### TEXT
****************************************
Drogen, Sex und Tanzmusik – Neues über ein langweiliges Thema

Am Montag las Eric Pfeil unsere Meldung: „Steve Aoki musste von der Bühne eskortiert werden, weil er sexuelle Handlungen an einem Mischpult vollzogen habe. Zuvor habe Aoki anstelle von Ecstasy aus Versehen Viagra zu sich genommen“. Pfeil wiederum stellen sich nun zwei Fragen …


Eric Pfeils Pop-Tagebuch, neue Folge 5

Warum nicht mal ein ausgesprochen fades Thema anschneiden? Mein Vorschlag für heute: Popmusiker und Rauschgift. Es ist noch gar nicht so lange her, da haftete in Drogen-Angelegenheiten aufgeschlossenen Musikanten durchaus etwas Glamouröses an: Ein in Vergessenheit geratener Herr namens Pete Doherty galt als genialischer Selbstverschwender, und sittlich ungefestigte Menschen lasen sich zum Einschlafen die schönsten Drogen-Momente aus der Mötley-Crüe-Biografie vor. Doch auf solchem Treiben konnte freilich kein Segen liegen. Mehr noch: Musiker für ihr Betankungsvermögen in narkotischen Belangen zu verehren ist eigentlich noch doofer als Fußballer für törichtes Dampfgeplauder zu verballhornen. Manchmal allerdings muss man eine Ausnahme machen. Zumindest, was die Musiker angeht. Bei den Fußballern weiß ich nicht so recht.
****************************************
### DATENABSCHNITT
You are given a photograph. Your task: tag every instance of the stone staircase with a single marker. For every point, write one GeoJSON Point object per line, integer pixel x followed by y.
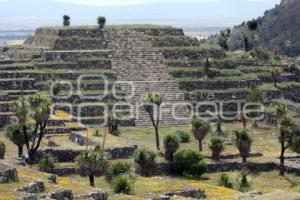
****************************************
### AUFGABEN
**A)** Schreiben Sie aus dem Text über Popmusiker und Rauschgift die Passage ab, die bei den Worten „Eric Pfeils Pop-Tagebuch, neue“ beginnt und nach „nicht so recht.“ endet.
**B)** Führen Sie den Text über Popmusiker und Rauschgift im Anschluss an seinen letzten Satz weiter.
Die Zeilen werden zum Lösen der Aufgaben nicht benötigt.

### LÖSUNGEN
**A)**
Eric Pfeils Pop-Tagebuch, neue Folge 5

Warum nicht mal ein ausgesprochen fades Thema anschneiden? Mein Vorschlag für heute: Popmusiker und Rauschgift. Es ist noch gar nicht so lange her, da haftete in Drogen-Angelegenheiten aufgeschlossenen Musikanten durchaus etwas Glamouröses an: Ein in Vergessenheit geratener Herr namens Pete Doherty galt als genialischer Selbstverschwender, und sittlich ungefestigte Menschen lasen sich zum Einschlafen die schönsten Drogen-Momente aus der Mötley-Crüe-Biografie vor. Doch auf solchem Treiben konnte freilich kein Segen liegen. Mehr noch: Musiker für ihr Betankungsvermögen in narkotischen Belangen zu verehren ist eigentlich noch doofer als Fußballer für törichtes Dampfgeplauder zu verballhornen. Manchmal allerdings muss man eine Ausnahme machen. Zumindest, was die Musiker angeht. Bei den Fußballern weiß ich nicht so recht.

**B)**
Wenn es um die Rauschgift-Exzesse meiner Lieblingsmusiker geht, ist www.rollingstone stets eine verlässliche Adresse. Erst vor zwei Tagen  – und nun komme ich endlich zum Eigentlichen – musste ich auf diesen Seiten mit großer Faszination die folgende Meldung lesen: „Angeblich musste Steve Aoki in Torino von der Bühne eskortiert werden, weil er während seines DJ-Sets sexuelle Handlungen an einem Mischpult vollzogen habe. Zuvor habe Aoki anstelle von Ecstasy aus Versehen Viagra zu sich genommen“. Zwei Fragen drängten sich mir nach kurzer Ordnung des soeben Gelesenen auf. Erstens: Was hätte der Künstler wohl mit dem Mischpult angestellt, wenn er nicht aus Versehen zur Potenzdroge, sondern tatsächlich zu Ecstasy gegriffen hätte? Und zweitens: Wer ist Steve Aoki?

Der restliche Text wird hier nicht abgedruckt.